(Saved data entries)
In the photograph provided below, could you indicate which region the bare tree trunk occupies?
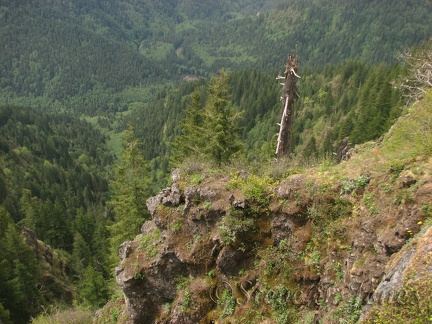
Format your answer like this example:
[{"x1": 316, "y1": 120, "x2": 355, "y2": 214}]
[
  {"x1": 276, "y1": 53, "x2": 300, "y2": 158},
  {"x1": 397, "y1": 46, "x2": 432, "y2": 105}
]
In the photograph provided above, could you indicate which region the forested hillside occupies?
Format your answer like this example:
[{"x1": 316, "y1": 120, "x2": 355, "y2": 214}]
[
  {"x1": 124, "y1": 60, "x2": 404, "y2": 167},
  {"x1": 0, "y1": 0, "x2": 431, "y2": 322},
  {"x1": 0, "y1": 0, "x2": 285, "y2": 115},
  {"x1": 0, "y1": 106, "x2": 114, "y2": 322},
  {"x1": 1, "y1": 0, "x2": 430, "y2": 116}
]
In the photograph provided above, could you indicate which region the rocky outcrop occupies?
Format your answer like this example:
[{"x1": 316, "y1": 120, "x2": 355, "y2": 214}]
[
  {"x1": 359, "y1": 225, "x2": 432, "y2": 321},
  {"x1": 115, "y1": 221, "x2": 188, "y2": 323},
  {"x1": 21, "y1": 227, "x2": 75, "y2": 304},
  {"x1": 114, "y1": 161, "x2": 432, "y2": 323}
]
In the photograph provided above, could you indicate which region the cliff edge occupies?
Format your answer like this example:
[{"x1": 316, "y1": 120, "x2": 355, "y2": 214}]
[{"x1": 103, "y1": 93, "x2": 432, "y2": 323}]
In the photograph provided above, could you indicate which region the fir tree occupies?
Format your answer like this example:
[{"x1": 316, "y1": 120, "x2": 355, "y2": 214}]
[
  {"x1": 170, "y1": 89, "x2": 207, "y2": 165},
  {"x1": 0, "y1": 207, "x2": 40, "y2": 323},
  {"x1": 79, "y1": 265, "x2": 109, "y2": 309},
  {"x1": 108, "y1": 126, "x2": 151, "y2": 260},
  {"x1": 203, "y1": 70, "x2": 243, "y2": 165},
  {"x1": 171, "y1": 70, "x2": 243, "y2": 166}
]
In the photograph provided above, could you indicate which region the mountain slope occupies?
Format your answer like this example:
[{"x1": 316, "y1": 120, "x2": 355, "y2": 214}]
[
  {"x1": 0, "y1": 105, "x2": 113, "y2": 323},
  {"x1": 0, "y1": 0, "x2": 430, "y2": 114}
]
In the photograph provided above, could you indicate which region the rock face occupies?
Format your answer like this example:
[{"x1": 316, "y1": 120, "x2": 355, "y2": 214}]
[
  {"x1": 114, "y1": 162, "x2": 432, "y2": 323},
  {"x1": 360, "y1": 226, "x2": 432, "y2": 321}
]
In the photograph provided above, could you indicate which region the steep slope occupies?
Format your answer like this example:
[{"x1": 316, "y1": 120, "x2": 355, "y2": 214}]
[
  {"x1": 106, "y1": 91, "x2": 432, "y2": 323},
  {"x1": 0, "y1": 106, "x2": 113, "y2": 322}
]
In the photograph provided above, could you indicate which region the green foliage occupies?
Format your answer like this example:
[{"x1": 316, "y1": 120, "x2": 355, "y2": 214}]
[
  {"x1": 171, "y1": 71, "x2": 243, "y2": 166},
  {"x1": 170, "y1": 88, "x2": 207, "y2": 166},
  {"x1": 331, "y1": 262, "x2": 344, "y2": 282},
  {"x1": 0, "y1": 105, "x2": 110, "y2": 224},
  {"x1": 227, "y1": 173, "x2": 273, "y2": 216},
  {"x1": 108, "y1": 126, "x2": 152, "y2": 260},
  {"x1": 129, "y1": 59, "x2": 408, "y2": 170},
  {"x1": 180, "y1": 290, "x2": 192, "y2": 312},
  {"x1": 363, "y1": 278, "x2": 432, "y2": 324},
  {"x1": 1, "y1": 1, "x2": 431, "y2": 322},
  {"x1": 218, "y1": 289, "x2": 236, "y2": 318},
  {"x1": 71, "y1": 231, "x2": 91, "y2": 274},
  {"x1": 420, "y1": 204, "x2": 432, "y2": 219},
  {"x1": 190, "y1": 173, "x2": 205, "y2": 186},
  {"x1": 155, "y1": 59, "x2": 407, "y2": 168},
  {"x1": 79, "y1": 265, "x2": 110, "y2": 309},
  {"x1": 0, "y1": 0, "x2": 430, "y2": 174},
  {"x1": 257, "y1": 239, "x2": 294, "y2": 279},
  {"x1": 176, "y1": 275, "x2": 190, "y2": 290},
  {"x1": 0, "y1": 105, "x2": 113, "y2": 317},
  {"x1": 381, "y1": 90, "x2": 432, "y2": 158},
  {"x1": 172, "y1": 219, "x2": 183, "y2": 233},
  {"x1": 363, "y1": 193, "x2": 380, "y2": 214},
  {"x1": 204, "y1": 71, "x2": 243, "y2": 164},
  {"x1": 330, "y1": 295, "x2": 363, "y2": 323},
  {"x1": 340, "y1": 174, "x2": 371, "y2": 195},
  {"x1": 91, "y1": 291, "x2": 125, "y2": 324},
  {"x1": 137, "y1": 228, "x2": 161, "y2": 260},
  {"x1": 0, "y1": 207, "x2": 40, "y2": 323},
  {"x1": 30, "y1": 307, "x2": 92, "y2": 324},
  {"x1": 1, "y1": 0, "x2": 430, "y2": 117},
  {"x1": 269, "y1": 287, "x2": 298, "y2": 324},
  {"x1": 307, "y1": 197, "x2": 352, "y2": 227},
  {"x1": 218, "y1": 208, "x2": 255, "y2": 245},
  {"x1": 242, "y1": 177, "x2": 272, "y2": 209}
]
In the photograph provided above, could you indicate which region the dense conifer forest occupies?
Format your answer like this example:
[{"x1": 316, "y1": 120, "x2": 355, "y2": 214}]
[{"x1": 0, "y1": 0, "x2": 431, "y2": 322}]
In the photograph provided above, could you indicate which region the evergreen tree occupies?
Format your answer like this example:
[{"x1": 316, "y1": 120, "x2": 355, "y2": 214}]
[
  {"x1": 170, "y1": 89, "x2": 207, "y2": 165},
  {"x1": 19, "y1": 189, "x2": 39, "y2": 230},
  {"x1": 91, "y1": 213, "x2": 110, "y2": 275},
  {"x1": 44, "y1": 199, "x2": 73, "y2": 252},
  {"x1": 108, "y1": 126, "x2": 151, "y2": 260},
  {"x1": 203, "y1": 70, "x2": 243, "y2": 165},
  {"x1": 79, "y1": 265, "x2": 109, "y2": 309},
  {"x1": 73, "y1": 208, "x2": 96, "y2": 249},
  {"x1": 0, "y1": 206, "x2": 40, "y2": 323},
  {"x1": 303, "y1": 136, "x2": 319, "y2": 159},
  {"x1": 171, "y1": 71, "x2": 243, "y2": 166},
  {"x1": 71, "y1": 231, "x2": 92, "y2": 274}
]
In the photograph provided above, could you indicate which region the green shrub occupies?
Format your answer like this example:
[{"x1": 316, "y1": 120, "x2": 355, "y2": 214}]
[
  {"x1": 420, "y1": 204, "x2": 432, "y2": 218},
  {"x1": 180, "y1": 290, "x2": 192, "y2": 312},
  {"x1": 173, "y1": 219, "x2": 182, "y2": 233},
  {"x1": 190, "y1": 173, "x2": 205, "y2": 185},
  {"x1": 258, "y1": 239, "x2": 294, "y2": 278},
  {"x1": 218, "y1": 208, "x2": 255, "y2": 245},
  {"x1": 340, "y1": 174, "x2": 370, "y2": 195},
  {"x1": 218, "y1": 289, "x2": 236, "y2": 317},
  {"x1": 330, "y1": 295, "x2": 362, "y2": 324},
  {"x1": 138, "y1": 229, "x2": 161, "y2": 259},
  {"x1": 307, "y1": 197, "x2": 352, "y2": 227},
  {"x1": 363, "y1": 192, "x2": 380, "y2": 214},
  {"x1": 226, "y1": 174, "x2": 273, "y2": 216},
  {"x1": 176, "y1": 275, "x2": 190, "y2": 290}
]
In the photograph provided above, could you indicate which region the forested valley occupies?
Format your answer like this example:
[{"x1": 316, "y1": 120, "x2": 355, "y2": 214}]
[{"x1": 0, "y1": 0, "x2": 431, "y2": 323}]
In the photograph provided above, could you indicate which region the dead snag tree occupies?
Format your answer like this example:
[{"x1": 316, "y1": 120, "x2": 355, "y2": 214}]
[{"x1": 276, "y1": 53, "x2": 300, "y2": 158}]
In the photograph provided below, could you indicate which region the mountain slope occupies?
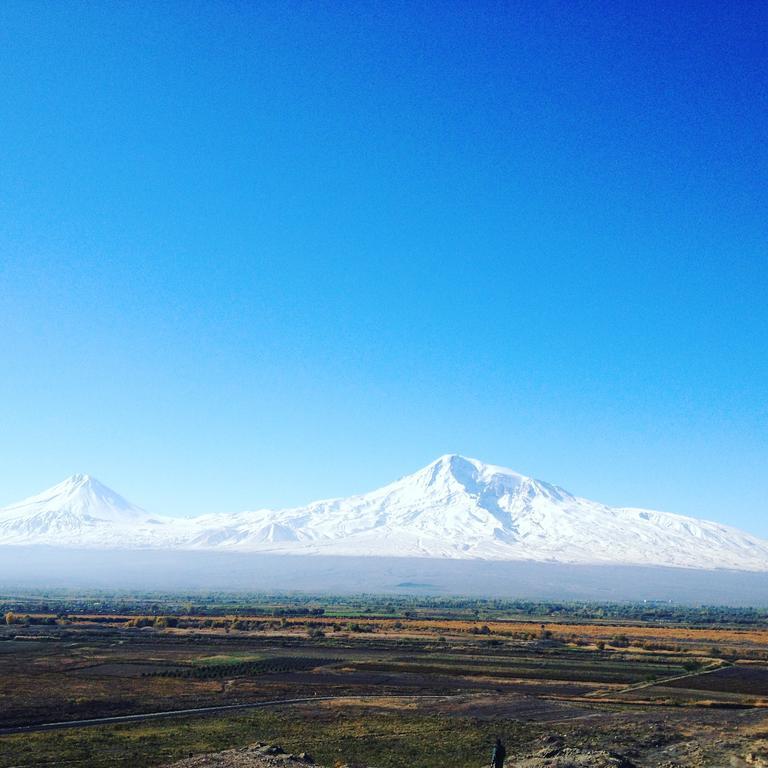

EXERCISE PROMPT:
Across the entries above, work out how many lines include the string "below", and report only that figure.

RESULT OF THIS EXERCISE:
2